Please rewrite the records from their start through the line containing "40;0;534;435", with "Highlight" replaced by "Outline" and all else unchanged.

### Data to use
•••
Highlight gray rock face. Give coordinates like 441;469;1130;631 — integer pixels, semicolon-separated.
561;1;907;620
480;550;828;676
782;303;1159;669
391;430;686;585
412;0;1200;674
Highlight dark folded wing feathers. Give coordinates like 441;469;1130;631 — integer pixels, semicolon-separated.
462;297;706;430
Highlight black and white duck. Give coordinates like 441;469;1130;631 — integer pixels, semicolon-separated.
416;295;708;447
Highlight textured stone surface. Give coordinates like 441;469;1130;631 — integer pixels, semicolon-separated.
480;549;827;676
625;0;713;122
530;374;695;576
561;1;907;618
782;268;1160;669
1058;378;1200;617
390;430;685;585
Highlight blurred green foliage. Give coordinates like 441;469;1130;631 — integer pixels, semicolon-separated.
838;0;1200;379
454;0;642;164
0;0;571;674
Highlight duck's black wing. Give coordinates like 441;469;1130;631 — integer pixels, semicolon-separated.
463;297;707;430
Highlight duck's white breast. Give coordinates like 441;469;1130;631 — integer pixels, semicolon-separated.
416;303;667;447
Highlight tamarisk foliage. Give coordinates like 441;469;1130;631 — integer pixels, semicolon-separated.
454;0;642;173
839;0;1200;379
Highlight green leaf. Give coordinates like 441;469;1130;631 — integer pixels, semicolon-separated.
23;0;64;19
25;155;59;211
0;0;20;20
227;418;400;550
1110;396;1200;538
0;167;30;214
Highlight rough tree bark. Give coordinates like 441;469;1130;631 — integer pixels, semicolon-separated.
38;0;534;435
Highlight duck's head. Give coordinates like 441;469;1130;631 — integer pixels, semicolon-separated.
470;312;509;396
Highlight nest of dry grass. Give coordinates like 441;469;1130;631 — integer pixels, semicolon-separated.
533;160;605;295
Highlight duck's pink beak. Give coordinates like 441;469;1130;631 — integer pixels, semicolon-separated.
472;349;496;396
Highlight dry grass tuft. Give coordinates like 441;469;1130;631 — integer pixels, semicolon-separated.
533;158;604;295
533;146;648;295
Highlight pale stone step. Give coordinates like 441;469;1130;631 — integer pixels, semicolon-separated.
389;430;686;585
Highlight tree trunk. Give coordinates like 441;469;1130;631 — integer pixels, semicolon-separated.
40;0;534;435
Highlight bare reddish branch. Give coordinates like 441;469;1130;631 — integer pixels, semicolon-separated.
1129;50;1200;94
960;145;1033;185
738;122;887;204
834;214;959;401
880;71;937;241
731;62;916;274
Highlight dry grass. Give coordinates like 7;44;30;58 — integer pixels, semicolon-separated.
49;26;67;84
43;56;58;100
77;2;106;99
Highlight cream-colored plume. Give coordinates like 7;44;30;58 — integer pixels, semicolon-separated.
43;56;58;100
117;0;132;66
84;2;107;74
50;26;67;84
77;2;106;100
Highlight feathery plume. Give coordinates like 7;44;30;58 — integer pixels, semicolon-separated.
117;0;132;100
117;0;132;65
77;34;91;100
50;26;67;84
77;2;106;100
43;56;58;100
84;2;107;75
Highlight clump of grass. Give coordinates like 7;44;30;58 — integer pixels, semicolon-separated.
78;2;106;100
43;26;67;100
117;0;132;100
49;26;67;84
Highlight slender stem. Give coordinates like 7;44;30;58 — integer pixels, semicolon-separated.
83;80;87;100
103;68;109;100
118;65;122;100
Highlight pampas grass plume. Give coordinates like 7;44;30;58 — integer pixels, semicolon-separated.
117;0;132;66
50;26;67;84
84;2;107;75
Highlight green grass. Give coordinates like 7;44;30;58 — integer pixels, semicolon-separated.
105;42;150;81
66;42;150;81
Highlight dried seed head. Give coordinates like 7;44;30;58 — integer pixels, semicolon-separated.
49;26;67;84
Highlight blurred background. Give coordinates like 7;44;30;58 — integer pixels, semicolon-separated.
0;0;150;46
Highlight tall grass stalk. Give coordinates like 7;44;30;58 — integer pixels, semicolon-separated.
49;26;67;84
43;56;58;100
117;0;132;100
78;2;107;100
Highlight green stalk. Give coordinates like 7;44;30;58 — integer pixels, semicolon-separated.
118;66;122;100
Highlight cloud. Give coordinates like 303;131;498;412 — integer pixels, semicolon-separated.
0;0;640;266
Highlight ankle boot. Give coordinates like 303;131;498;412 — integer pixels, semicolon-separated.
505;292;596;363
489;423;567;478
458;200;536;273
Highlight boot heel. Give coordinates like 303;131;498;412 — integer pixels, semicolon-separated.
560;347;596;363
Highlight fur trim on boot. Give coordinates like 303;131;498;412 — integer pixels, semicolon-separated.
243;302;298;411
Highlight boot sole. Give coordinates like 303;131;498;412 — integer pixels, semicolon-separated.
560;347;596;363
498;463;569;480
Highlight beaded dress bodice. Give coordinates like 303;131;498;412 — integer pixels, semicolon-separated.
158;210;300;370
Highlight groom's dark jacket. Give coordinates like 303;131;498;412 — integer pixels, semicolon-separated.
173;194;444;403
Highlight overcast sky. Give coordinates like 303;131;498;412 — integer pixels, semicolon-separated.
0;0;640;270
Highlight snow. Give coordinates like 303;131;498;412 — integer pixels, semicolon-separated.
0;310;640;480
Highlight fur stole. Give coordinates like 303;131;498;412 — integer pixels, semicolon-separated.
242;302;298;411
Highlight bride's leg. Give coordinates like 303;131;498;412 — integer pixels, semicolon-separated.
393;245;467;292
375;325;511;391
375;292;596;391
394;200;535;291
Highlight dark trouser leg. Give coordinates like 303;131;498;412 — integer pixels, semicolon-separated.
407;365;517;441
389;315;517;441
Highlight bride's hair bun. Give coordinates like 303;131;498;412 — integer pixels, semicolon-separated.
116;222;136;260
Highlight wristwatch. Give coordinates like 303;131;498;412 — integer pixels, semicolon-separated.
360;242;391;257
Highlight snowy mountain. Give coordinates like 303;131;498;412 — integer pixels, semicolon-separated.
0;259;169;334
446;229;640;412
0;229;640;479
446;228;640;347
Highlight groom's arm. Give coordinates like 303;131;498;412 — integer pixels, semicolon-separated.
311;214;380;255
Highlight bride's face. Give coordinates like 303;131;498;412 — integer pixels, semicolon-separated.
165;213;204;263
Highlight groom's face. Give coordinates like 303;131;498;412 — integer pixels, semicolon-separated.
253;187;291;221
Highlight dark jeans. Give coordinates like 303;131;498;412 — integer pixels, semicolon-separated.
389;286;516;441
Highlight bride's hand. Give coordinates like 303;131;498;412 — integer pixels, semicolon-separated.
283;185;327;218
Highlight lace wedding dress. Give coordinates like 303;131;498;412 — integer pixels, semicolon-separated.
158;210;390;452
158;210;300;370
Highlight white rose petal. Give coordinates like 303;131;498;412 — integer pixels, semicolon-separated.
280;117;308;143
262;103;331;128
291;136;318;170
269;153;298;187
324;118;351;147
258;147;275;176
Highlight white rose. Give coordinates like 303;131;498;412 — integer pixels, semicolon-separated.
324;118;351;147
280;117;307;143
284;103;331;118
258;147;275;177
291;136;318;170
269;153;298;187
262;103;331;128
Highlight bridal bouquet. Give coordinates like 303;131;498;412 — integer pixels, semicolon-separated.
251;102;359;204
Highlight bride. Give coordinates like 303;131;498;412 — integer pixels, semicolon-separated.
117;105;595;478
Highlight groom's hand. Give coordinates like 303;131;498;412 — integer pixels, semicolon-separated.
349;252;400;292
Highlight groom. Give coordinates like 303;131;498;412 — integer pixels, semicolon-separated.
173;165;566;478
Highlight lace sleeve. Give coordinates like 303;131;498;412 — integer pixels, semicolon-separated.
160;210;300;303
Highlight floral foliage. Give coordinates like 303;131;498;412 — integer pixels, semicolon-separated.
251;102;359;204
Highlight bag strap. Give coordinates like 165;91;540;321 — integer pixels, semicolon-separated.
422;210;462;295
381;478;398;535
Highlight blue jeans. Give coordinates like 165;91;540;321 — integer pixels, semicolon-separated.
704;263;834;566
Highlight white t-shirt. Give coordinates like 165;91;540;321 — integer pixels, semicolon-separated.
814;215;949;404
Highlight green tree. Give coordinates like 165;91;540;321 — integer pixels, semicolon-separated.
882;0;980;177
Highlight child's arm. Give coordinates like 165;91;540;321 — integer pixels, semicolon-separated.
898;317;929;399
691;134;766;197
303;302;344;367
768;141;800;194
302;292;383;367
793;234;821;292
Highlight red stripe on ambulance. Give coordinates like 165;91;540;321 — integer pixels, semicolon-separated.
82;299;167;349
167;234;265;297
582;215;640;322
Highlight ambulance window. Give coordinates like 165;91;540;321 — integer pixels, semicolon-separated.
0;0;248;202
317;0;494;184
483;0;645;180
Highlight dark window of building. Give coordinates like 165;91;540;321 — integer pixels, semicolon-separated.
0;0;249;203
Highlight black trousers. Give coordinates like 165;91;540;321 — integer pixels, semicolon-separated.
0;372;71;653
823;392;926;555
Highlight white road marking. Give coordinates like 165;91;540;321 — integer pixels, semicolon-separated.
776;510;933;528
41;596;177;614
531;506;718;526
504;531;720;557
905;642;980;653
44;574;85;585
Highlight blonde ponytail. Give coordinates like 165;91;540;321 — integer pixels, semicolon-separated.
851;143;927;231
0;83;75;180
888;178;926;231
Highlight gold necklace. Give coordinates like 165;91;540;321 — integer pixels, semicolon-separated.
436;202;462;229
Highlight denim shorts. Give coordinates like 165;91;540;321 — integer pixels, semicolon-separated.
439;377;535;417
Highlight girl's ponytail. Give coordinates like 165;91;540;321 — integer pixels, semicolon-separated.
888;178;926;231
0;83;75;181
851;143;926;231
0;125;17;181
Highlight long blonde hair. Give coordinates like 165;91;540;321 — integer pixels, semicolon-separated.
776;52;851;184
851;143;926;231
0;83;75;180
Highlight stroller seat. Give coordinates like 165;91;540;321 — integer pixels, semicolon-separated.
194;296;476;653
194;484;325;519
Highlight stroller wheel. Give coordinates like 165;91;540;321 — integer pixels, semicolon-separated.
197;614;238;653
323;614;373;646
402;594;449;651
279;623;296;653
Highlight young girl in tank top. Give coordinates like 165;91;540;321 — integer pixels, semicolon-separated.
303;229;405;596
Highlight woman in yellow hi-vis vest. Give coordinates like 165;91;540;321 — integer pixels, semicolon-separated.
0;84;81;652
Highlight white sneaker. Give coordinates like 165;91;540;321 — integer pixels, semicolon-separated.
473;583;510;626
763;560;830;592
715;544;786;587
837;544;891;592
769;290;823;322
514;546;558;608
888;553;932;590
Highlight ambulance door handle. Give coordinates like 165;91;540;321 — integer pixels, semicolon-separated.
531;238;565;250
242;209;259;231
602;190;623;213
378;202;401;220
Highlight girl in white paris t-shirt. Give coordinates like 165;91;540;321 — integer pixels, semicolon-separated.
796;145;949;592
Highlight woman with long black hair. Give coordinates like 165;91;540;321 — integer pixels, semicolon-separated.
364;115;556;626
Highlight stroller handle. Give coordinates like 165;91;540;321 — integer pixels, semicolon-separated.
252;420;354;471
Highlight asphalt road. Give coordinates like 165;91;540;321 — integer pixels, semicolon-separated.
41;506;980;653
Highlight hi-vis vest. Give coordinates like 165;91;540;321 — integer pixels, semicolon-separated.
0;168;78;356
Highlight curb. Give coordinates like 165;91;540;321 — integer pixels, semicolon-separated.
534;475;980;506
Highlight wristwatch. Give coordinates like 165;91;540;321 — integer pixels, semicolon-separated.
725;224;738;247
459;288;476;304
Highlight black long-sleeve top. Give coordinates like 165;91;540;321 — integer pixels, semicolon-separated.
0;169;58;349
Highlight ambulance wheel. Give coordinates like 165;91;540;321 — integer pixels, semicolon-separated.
•••
### Solution for this exercise
Outline gray rock face. Give coordinates like 441;469;1130;631 — integer pixels, semicolon-separated.
561;1;907;620
480;550;828;676
782;303;1159;669
391;430;686;585
412;0;1200;674
Outline dark folded wing feathers. Give coordinates like 441;469;1130;631 — integer pixels, semicolon-separated.
462;297;706;430
Outline black and white duck. Give coordinates like 441;469;1130;631 — integer pixels, semicolon-separated.
416;295;708;447
Outline textured stone surface. Give coordinates like 441;469;1130;631 — integer pixels, semicolon-separated.
480;549;827;676
625;0;713;122
530;374;695;576
561;1;907;618
782;268;1160;669
1058;378;1200;617
390;430;685;585
Outline blurred green foliage. Give coordinates like 441;469;1130;631 — integer pixels, semicolon-separated.
838;0;1200;379
454;0;642;164
0;0;571;674
Outline duck's black wing. Give coordinates like 441;469;1130;631 — integer pixels, semicolon-separated.
463;297;707;430
Outline duck's white breast. Give coordinates like 441;469;1130;631 — integer pixels, semicolon-separated.
416;303;667;447
Outline tamarisk foliage. Give coordinates like 441;469;1130;631 — integer pixels, semicolon-separated.
454;0;642;173
839;0;1200;379
Outline green leaf. Give coordinates like 441;469;1130;631 — integer pixels, semicolon-separated.
23;0;64;19
25;155;59;211
0;0;20;20
227;418;400;550
1110;396;1200;538
0;167;30;214
Outline rough tree bark. Give coordinates like 441;469;1130;631 — integer pixels, semicolon-separated.
38;0;534;435
Outline duck's head. Give coordinates like 441;469;1130;631 — integer pixels, semicolon-separated.
470;312;509;396
Outline nest of dry grass. Give coordinates like 441;469;1130;631 — integer pixels, semicolon-separated.
533;160;605;295
Outline duck's pink beak. Give coordinates like 441;469;1130;631 — integer pixels, semicolon-separated.
472;349;496;396
Outline dry grass tuft. Give coordinates like 441;469;1130;631 — integer pixels, semicolon-separated.
533;158;604;295
533;146;648;295
Outline pale stone step. Give coordinates like 441;469;1130;631 — integer pixels, semicolon-separated.
389;430;686;585
Outline tree trunk. Give coordinates like 441;469;1130;631 — integer pixels, semicolon-separated.
40;0;534;435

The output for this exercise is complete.